[Stored data entries]
- - -

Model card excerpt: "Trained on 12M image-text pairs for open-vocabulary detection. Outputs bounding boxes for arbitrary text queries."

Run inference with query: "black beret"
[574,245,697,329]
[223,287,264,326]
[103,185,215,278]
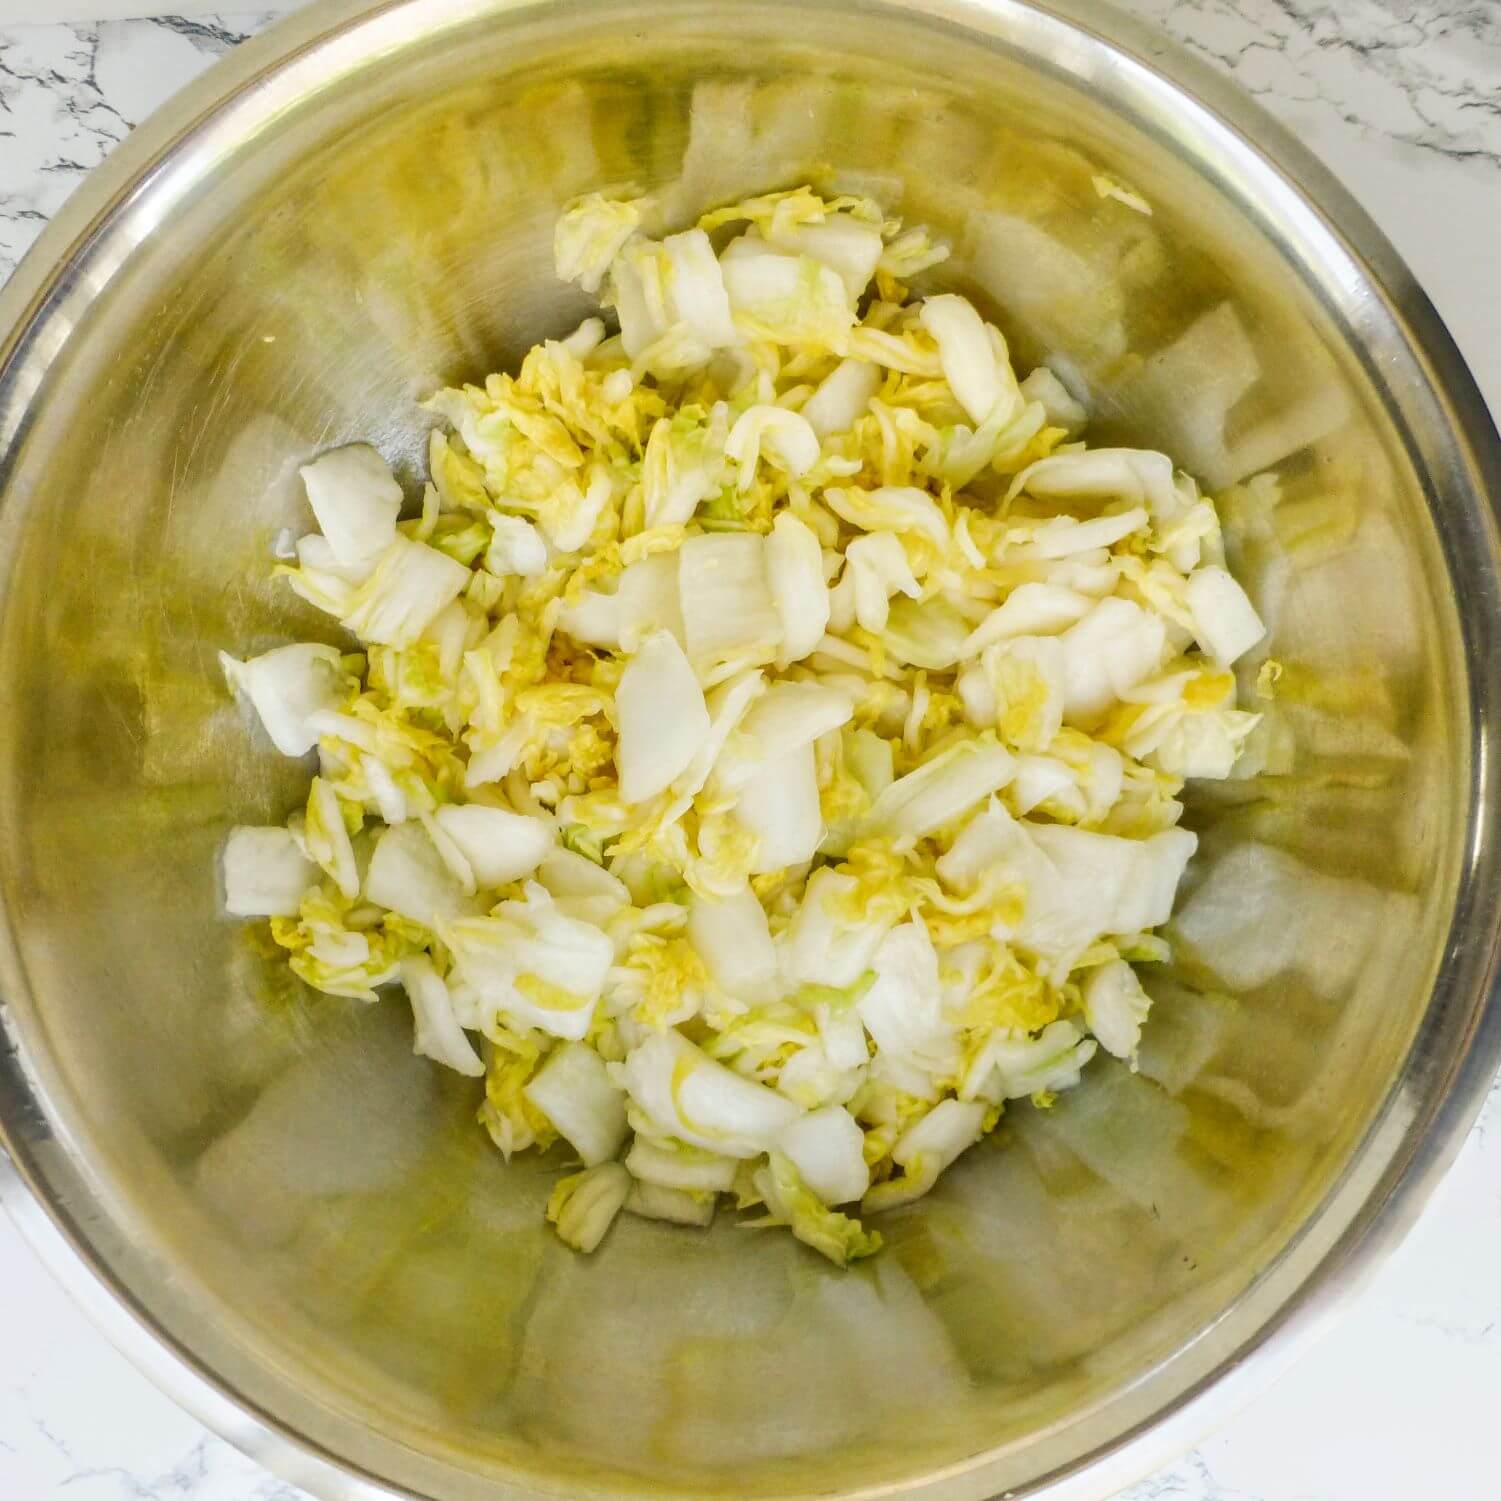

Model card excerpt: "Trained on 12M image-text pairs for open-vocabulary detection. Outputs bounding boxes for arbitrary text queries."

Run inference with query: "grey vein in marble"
[0,15,276,278]
[1138,0,1501,166]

- - -

With the pictures dropped, write out all of the entries word for word.

Model card excerpt: "Trained on 12M image-text pairs for open-vocabulary detection. Outputs bounding boxes for arbitrary text queries."

Run inference with query: "black beret"
[574,245,697,329]
[223,287,264,326]
[103,185,215,278]

Model card excerpt: "Trained on 12M image-text pairs for open-vocabulary detection. Outputs bounding boxes for arbitrary text queries."

Run inference with query: "grey vein in marble"
[0,15,276,278]
[1138,0,1501,166]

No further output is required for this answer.